* [Work required]
Tally the lines in the rows below that contain the string "sliced", treating uppercase and lowercase as different. Give only the number.

[Begin]

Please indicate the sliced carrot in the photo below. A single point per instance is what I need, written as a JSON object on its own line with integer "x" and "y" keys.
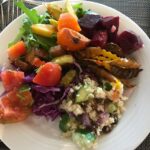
{"x": 16, "y": 50}
{"x": 71, "y": 40}
{"x": 67, "y": 20}
{"x": 37, "y": 62}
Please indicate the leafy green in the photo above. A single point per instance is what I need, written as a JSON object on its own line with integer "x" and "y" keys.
{"x": 18, "y": 37}
{"x": 25, "y": 32}
{"x": 31, "y": 13}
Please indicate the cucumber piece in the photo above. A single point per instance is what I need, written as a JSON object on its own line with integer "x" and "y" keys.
{"x": 63, "y": 124}
{"x": 84, "y": 140}
{"x": 63, "y": 60}
{"x": 84, "y": 94}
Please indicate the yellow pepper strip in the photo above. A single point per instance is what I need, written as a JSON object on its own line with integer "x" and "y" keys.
{"x": 53, "y": 22}
{"x": 70, "y": 9}
{"x": 54, "y": 10}
{"x": 45, "y": 30}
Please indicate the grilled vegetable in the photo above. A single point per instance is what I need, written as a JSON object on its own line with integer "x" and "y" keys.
{"x": 96, "y": 53}
{"x": 71, "y": 40}
{"x": 115, "y": 49}
{"x": 63, "y": 60}
{"x": 43, "y": 29}
{"x": 125, "y": 68}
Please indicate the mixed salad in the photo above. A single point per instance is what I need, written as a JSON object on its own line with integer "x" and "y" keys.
{"x": 73, "y": 64}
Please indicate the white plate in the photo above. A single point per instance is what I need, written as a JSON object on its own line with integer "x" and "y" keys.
{"x": 36, "y": 133}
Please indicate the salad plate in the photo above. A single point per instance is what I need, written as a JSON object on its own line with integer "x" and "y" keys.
{"x": 42, "y": 134}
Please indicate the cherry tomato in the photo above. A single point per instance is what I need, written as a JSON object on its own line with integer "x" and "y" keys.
{"x": 16, "y": 50}
{"x": 11, "y": 79}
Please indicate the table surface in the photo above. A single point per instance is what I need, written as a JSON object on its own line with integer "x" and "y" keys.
{"x": 138, "y": 11}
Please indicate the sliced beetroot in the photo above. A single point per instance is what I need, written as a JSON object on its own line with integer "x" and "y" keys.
{"x": 99, "y": 39}
{"x": 88, "y": 23}
{"x": 129, "y": 42}
{"x": 111, "y": 24}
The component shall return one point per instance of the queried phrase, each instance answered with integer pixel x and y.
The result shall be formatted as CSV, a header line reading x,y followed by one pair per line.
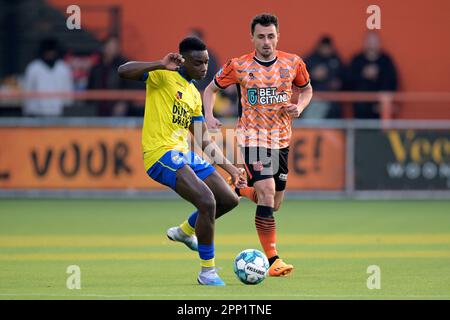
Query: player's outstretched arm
x,y
134,70
209,99
201,136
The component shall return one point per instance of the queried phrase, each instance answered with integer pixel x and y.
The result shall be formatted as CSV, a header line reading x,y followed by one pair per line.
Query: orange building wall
x,y
416,33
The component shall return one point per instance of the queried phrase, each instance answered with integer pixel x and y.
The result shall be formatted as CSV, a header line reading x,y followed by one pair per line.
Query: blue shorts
x,y
165,169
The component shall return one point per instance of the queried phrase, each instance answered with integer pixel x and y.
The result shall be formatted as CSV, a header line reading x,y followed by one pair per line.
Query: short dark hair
x,y
264,19
191,44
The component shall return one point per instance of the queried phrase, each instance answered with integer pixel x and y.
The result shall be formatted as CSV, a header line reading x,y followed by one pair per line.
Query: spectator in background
x,y
327,72
104,75
47,73
371,70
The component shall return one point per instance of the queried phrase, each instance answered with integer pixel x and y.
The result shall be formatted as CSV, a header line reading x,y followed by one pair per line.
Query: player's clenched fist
x,y
173,61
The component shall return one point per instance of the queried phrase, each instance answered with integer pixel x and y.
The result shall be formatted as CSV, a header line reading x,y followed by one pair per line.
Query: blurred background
x,y
378,125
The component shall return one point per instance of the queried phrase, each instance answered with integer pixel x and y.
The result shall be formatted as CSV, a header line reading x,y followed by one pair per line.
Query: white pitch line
x,y
221,295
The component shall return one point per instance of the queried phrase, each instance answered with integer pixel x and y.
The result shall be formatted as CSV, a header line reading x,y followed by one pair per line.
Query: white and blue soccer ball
x,y
251,266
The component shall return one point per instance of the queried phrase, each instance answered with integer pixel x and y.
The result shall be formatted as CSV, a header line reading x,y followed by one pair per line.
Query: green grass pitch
x,y
123,253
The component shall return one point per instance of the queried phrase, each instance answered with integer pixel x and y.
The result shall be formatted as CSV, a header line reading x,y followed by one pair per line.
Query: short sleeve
x,y
226,75
302,76
154,78
197,114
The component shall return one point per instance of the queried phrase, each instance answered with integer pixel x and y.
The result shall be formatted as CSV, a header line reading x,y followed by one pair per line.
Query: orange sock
x,y
248,192
265,226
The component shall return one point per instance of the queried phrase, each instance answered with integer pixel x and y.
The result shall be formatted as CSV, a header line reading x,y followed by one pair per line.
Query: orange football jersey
x,y
264,88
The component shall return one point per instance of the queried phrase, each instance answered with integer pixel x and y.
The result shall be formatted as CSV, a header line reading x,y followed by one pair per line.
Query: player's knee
x,y
207,203
232,201
266,195
276,206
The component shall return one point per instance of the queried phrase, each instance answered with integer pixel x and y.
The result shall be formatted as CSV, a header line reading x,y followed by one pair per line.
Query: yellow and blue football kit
x,y
172,103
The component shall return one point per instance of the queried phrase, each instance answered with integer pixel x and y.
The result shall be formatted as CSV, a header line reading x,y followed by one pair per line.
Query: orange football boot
x,y
279,268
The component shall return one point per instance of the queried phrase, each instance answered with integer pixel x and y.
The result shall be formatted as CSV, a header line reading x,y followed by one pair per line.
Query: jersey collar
x,y
265,63
182,72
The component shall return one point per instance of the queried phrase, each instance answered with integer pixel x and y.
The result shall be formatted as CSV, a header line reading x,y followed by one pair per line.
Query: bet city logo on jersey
x,y
265,96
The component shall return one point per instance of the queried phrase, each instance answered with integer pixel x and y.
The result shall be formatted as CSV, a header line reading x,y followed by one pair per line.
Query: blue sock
x,y
206,253
192,219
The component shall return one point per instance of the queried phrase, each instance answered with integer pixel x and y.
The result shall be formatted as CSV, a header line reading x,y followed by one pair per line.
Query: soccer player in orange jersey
x,y
274,88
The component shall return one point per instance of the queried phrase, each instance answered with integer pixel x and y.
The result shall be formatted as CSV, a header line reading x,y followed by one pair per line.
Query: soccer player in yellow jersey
x,y
173,107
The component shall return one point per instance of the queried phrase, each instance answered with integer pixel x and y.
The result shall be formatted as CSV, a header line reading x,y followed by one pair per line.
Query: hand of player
x,y
172,61
239,178
293,110
213,123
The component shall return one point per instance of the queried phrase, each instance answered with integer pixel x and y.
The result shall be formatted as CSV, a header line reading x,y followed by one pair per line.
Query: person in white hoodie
x,y
48,73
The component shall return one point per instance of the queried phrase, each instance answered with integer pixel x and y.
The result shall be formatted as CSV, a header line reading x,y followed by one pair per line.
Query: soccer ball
x,y
251,266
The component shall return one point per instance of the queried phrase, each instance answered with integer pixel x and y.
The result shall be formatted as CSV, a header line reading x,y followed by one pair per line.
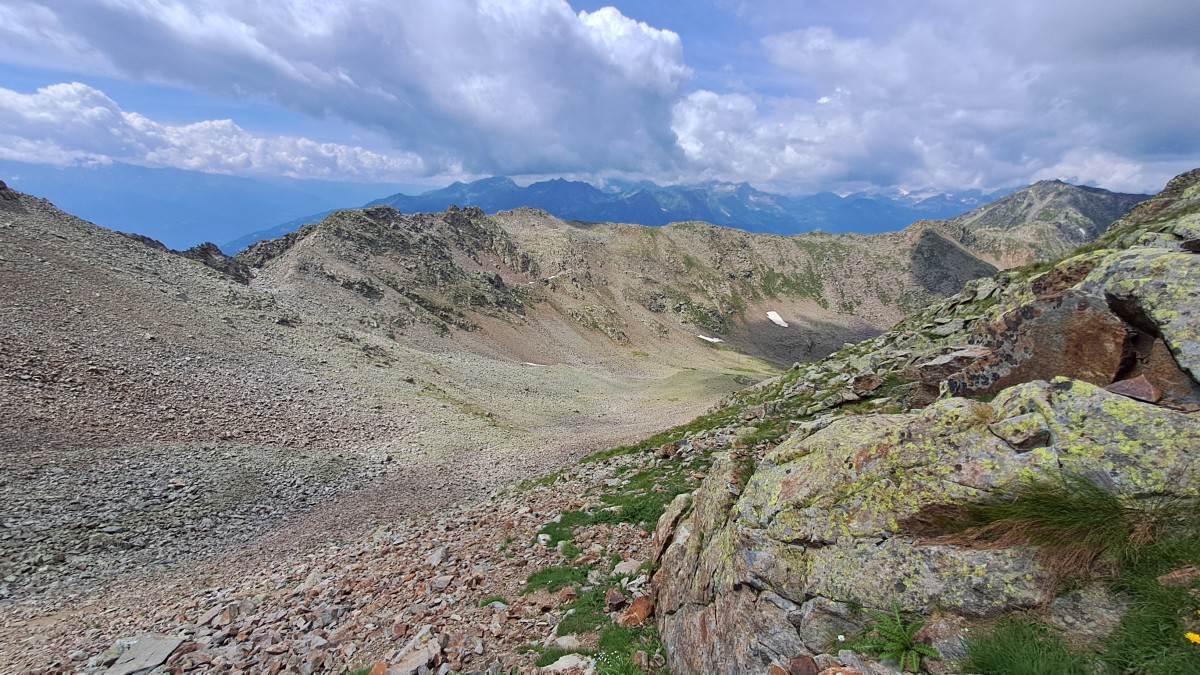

[End]

* [Exercise output]
2